Written instruction A.
Translate this sentence from the article on PUTTRU's discussion paper into Spanish: "Authored and reviewed by a team of energy experts, the paper is divided into four sections."

** Start of Page text **

COP26: PUTTRU releases discussion paper on sustainable energy transition in Africa

As the world intensifies the race towards net-zero emissions targets, Africa’s foremost energy business facilitation platform, PUTTRU, has issued a Discussion Paper, targeting the ongoing COP26 Summit in Glasgow, Scotland. Titled, ‘Africa’s Sustainable Energy Transition: Assessing the True Costs…Reflections for COP26, the paper is currently available for free downloads at and aims at stimulating robust discourse that would proffer feasible solutions to the issue of energy transition in Africa, considering the constraints and realities in the global energy system.

Authored and reviewed by a team of energy experts, the paper is divided into four sections. Section One is the Introduction and presents the objectives of the paper. Section Two, defines and discusses the inherent constraints of energy systems, namely technical feasibility and stability of the grid, environmental concerns, security of energy supply, and energy costs.

** End of Page text **

Written instruction B.
Copy the records from their first line up to and including the line with "x=135 y=302", keeping every line unchanged.

** Start of Material **

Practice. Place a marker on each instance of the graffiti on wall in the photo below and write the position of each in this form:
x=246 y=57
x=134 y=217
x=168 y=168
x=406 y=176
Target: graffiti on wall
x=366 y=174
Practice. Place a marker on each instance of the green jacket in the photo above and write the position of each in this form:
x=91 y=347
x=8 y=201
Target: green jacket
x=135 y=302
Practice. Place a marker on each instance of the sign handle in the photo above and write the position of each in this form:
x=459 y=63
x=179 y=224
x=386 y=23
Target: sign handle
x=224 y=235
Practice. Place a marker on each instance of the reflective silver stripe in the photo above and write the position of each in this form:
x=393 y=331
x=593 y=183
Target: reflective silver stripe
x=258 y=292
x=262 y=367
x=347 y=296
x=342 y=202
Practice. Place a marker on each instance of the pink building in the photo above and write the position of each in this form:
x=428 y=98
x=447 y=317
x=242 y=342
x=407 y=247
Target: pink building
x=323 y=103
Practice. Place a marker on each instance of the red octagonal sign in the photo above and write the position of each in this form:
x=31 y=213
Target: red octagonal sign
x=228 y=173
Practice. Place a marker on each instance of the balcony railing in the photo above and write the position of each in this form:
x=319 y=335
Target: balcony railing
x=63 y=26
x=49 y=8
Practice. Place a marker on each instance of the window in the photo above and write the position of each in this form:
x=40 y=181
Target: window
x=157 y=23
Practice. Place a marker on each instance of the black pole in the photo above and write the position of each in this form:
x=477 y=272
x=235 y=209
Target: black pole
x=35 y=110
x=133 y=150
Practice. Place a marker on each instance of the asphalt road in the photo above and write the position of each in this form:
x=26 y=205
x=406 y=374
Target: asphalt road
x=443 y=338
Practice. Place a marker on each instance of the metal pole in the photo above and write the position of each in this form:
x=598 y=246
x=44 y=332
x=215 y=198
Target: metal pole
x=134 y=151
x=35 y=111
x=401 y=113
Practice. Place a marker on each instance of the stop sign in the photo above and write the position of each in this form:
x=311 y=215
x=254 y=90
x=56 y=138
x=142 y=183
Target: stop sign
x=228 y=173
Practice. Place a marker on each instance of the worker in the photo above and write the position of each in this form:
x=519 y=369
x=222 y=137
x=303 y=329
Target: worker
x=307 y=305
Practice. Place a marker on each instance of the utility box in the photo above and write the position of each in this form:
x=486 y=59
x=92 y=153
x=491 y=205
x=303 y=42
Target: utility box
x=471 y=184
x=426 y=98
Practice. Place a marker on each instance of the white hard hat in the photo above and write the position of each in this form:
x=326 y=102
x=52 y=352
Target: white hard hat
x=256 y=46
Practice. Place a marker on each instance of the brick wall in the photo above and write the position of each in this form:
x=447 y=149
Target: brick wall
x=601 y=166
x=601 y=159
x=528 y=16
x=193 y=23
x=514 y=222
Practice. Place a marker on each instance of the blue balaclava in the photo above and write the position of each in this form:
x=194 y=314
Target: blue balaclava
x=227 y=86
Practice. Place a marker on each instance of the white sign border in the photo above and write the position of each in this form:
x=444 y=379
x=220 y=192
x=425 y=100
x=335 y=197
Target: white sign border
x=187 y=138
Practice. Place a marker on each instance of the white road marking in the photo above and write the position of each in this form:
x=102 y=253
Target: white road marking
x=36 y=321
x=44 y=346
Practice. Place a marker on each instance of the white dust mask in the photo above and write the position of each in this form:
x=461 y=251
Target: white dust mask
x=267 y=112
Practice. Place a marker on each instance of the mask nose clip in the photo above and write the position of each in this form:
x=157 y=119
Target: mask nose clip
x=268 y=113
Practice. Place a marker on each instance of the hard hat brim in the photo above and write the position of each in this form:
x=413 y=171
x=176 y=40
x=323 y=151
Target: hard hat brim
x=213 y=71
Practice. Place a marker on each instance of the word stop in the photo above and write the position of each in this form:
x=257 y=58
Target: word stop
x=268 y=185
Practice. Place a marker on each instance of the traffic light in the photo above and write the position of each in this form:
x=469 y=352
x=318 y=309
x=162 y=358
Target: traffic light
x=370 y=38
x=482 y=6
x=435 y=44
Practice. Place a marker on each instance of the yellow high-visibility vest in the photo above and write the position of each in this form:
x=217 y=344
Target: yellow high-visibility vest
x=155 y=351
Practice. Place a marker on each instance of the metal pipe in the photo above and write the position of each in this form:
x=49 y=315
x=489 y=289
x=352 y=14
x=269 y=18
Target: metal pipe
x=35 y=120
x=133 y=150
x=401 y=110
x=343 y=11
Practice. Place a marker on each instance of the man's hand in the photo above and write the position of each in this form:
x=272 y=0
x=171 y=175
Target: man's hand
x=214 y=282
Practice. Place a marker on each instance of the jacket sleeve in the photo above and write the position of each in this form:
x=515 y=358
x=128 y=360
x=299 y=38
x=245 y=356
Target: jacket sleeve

** End of Material **

Full answer A.
Escrito y revisado por un equipo de expertos en energía, el documento está dividido en cuatro secciones.

Full answer B.
Practice. Place a marker on each instance of the graffiti on wall in the photo below and write the position of each in this form:
x=246 y=57
x=134 y=217
x=168 y=168
x=406 y=176
Target: graffiti on wall
x=366 y=174
Practice. Place a marker on each instance of the green jacket in the photo above and write the position of each in this form:
x=91 y=347
x=8 y=201
Target: green jacket
x=135 y=302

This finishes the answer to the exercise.